Passage:
--------------------------------
# 9462 Food Network HD (Now Available)



## davids (Mar 28, 2006)

I haven't heard anything recently regarding Dish adding the Food Network. Has anyone have a more info?


----------



## jrb531 (May 29, 2004)

My wife would go nuts if they added this! Althought I would never watch it I have to admit that it makes sense showing some of these dishes in HD.... well at least a heck of alot more that HD kung fu, animation of old 60's cartoons and ugly fashion shows of too-skinny woman wearing drapes 

-JB


----------



## nazz (May 4, 2006)

jrb531 said:


> My wife would go nuts if they added this! Althought I would never watch it I have to admit that it makes sense showing some of these dishes in HD.... well at least a heck of alot more that HD kung fu, animation of old 60's cartoons and ugly fashion shows of too-skinny woman wearing drapes
> 
> -JB


Why can't those 60's toons be good ones like The Flintstones, Spiderman, Underdog, Looney Tunes, etc ?


----------



## Lurker (May 14, 2002)

What does HD add to Food Network? Now, if they added SMELL that would be something!


----------



## kbdrand (Apr 16, 2006)

Lurker said:


> What does HD add to Food Network? Now, if they added SMELL that would be something!


It adds the ability to watch the shows in widescreen without stretching.


----------



## BobMurdoch (Apr 24, 2002)

I dunno.... seeing every bubble in a frying skillet could be compelling..... Damn, I'm hungry now...


----------



## LtMunst (Aug 24, 2005)

Lurker said:


> What does HD add to Food Network? Now, if they added SMELL that would be something!


Just read an article about a Japanese company that has a prototype machine that can copy and recreate nearly any scent. Smell-O-Vision may be coming.


----------



## BobMurdoch (Apr 24, 2002)

Yikes, Fear Factor may JUST get tougher for the viewers as well...... Escpecially when they put someone in a coffin full of rats again....


----------



## tsmacro (Apr 28, 2005)

davids said:


> I haven't heard anything recently regarding Dish adding the Food Network. Has anyone have a more info?


Well first of Food Network has to be available in HD. I haven't heard any announcements they have began broadcasting in HD yet.


----------



## BFG (Jan 23, 2004)

They started June 30th, it's ready to be added


----------



## clapple (Feb 11, 2003)

BobMurdoch said:


> Yikes, Fear Factor may JUST get tougher for the viewers as well...... Escpecially when they put someone in a coffin full of rats again....


Anyone that watches, deserves it!


----------



## BillJ (May 5, 2005)

In January Charlie promised Food Network HD in the second quarter. Can't really blame him because the network didn't get their HD started as early as they planned. But if it's been available since June 30, why hasn't E* turned it on? Oh, I forgot, they never activate new channels until just before a Charlie Chat. So when is the next Chat?


----------



## Bill R (Dec 20, 2002)
--------------------------------
Task list:
1. Answer these questions about the thread.
(a) According to kbdrand, what does HD add to Food Network?
(b) In LtMunst's post, what kind of company has a prototype machine, and what can that machine do?
(c) In BillJ's post, in which quarter did Charlie promise Food Network HD?
2. Return the part of the thread that begins at the words "## kbdrand (Apr" and stops after "widescreen without stretching.", copied word for word.
Base every answer on the thread alone.
--------------------------------
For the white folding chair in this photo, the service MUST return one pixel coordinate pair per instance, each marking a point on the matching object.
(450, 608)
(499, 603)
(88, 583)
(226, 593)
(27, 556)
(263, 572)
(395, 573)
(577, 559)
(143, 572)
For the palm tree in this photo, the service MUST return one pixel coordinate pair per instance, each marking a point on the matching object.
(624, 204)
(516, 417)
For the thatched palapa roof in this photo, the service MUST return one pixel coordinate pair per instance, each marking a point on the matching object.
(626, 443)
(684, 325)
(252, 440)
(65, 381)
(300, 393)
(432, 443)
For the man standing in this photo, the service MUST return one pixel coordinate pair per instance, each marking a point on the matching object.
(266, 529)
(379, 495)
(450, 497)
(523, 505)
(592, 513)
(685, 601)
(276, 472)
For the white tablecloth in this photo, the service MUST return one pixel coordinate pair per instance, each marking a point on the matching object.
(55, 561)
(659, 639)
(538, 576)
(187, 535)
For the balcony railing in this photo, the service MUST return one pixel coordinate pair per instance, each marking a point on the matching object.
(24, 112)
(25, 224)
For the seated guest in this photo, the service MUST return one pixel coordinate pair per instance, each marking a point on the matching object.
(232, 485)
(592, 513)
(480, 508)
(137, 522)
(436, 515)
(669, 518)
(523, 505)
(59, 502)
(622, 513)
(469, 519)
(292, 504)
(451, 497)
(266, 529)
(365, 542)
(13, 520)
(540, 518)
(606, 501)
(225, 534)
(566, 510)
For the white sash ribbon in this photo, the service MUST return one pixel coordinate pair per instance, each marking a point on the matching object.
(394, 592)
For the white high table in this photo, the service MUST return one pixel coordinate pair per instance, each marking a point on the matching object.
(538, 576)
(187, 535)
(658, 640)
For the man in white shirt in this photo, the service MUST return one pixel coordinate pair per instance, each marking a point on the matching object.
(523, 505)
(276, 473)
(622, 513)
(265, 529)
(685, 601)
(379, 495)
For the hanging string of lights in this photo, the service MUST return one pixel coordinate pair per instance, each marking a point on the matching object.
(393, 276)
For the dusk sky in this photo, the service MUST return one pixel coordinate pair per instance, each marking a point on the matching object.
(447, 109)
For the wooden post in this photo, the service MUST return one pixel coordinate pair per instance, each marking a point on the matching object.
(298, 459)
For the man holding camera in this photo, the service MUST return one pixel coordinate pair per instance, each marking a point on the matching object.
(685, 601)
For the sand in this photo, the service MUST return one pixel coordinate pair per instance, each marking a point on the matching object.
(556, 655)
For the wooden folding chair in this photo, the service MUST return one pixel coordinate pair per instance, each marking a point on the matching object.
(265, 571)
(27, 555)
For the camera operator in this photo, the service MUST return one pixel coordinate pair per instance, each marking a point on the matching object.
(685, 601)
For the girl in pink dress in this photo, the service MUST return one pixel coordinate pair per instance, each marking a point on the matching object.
--------------------------------
Responses by task:
1.
(a) The ability to watch the shows in widescreen without stretching.
(b) A Japanese company; the machine can copy and recreate nearly any scent.
(c) The second quarter.

2.
## kbdrand (Apr 16, 2006)

Lurker said:


> What does HD add to Food Network? Now, if they added SMELL that would be something!


It adds the ability to watch the shows in widescreen without stretching.